* GIVEN REQUEST *
Find each line in the records below that contains the word "black", and copy those lines out in full. Match case exactly.
------------------------
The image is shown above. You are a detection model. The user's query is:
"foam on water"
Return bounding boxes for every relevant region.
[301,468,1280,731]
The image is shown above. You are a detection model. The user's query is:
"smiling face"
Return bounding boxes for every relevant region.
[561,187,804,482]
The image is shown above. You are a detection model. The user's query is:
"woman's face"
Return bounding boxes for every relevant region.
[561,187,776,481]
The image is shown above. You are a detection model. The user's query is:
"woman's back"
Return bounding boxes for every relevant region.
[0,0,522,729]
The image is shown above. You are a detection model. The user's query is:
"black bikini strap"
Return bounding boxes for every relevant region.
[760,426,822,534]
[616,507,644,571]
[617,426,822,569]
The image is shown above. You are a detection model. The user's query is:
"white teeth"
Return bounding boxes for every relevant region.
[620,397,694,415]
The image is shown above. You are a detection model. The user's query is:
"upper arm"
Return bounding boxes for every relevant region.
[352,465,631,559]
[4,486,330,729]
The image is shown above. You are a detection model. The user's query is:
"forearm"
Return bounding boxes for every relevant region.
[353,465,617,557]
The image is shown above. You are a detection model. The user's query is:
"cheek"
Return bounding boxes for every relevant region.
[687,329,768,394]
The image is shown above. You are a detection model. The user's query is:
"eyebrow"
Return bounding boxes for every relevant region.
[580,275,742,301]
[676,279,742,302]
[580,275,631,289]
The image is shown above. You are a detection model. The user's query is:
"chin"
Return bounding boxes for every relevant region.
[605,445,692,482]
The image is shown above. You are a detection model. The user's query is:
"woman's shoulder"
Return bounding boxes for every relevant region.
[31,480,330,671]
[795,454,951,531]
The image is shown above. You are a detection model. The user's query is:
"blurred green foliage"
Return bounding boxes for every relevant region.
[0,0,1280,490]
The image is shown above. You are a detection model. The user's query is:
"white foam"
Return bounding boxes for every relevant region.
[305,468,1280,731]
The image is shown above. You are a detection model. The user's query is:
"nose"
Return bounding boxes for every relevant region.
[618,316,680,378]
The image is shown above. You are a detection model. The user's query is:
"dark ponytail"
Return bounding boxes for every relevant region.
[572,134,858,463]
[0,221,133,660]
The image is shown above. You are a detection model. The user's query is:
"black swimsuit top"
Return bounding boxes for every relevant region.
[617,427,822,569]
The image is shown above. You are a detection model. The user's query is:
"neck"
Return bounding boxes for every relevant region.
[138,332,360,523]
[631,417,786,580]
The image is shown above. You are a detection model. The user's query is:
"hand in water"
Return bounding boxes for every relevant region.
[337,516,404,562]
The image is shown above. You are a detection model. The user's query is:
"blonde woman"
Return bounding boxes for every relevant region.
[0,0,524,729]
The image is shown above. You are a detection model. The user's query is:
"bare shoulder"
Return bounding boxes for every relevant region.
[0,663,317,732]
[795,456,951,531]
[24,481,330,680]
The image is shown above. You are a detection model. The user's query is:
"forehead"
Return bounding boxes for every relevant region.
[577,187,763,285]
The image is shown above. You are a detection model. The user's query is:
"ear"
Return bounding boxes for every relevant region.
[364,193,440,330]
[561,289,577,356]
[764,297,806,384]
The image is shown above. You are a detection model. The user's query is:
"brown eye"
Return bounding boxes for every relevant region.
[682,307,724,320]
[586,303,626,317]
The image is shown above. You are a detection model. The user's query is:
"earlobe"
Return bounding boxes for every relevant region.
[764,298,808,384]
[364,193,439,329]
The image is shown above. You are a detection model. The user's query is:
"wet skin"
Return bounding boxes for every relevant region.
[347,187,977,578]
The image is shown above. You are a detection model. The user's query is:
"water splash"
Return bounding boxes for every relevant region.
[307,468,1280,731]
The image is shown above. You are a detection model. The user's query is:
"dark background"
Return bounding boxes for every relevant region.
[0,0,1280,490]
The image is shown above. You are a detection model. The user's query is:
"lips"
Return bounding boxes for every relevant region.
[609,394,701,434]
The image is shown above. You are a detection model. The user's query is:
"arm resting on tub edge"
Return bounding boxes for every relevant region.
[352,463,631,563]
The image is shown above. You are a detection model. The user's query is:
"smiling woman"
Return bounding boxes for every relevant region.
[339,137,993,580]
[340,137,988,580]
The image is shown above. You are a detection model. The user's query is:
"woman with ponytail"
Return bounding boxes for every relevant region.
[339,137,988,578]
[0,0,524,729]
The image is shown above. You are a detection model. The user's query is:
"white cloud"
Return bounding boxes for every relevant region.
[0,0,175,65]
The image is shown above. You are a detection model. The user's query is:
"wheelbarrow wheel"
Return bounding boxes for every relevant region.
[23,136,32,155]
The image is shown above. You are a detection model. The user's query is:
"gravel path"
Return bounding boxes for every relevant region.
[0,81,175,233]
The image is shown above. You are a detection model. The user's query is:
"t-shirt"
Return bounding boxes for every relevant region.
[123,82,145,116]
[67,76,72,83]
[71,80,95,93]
------------------------
* THE RESULT *
"black bikini strap"
"black swimsuit top"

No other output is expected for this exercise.